#### [Data items]
-*-

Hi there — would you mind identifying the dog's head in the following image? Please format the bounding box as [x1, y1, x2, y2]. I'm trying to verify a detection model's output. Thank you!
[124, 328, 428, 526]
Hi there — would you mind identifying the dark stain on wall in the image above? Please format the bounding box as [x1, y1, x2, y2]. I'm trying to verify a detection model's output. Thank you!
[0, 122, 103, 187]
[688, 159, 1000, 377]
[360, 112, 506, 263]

-*-

#### [Task directions]
The records above need to be transcribed in full. Keep every character unchanged.

#### [Output of the task]
Hi there — would you mind identifying the dog's head in the following image? Please format the bounding box as [x1, y1, x2, y2]. I'm trying to verify a detection model's output. Thank you!
[124, 328, 428, 526]
Hi there — would you mind identifying the dark stain on wall in the image above? Please format the bounding box as [x1, y1, x2, y2]. I'm trying to verify a detection model's output. Thank you!
[0, 122, 103, 187]
[688, 159, 1000, 377]
[360, 112, 506, 263]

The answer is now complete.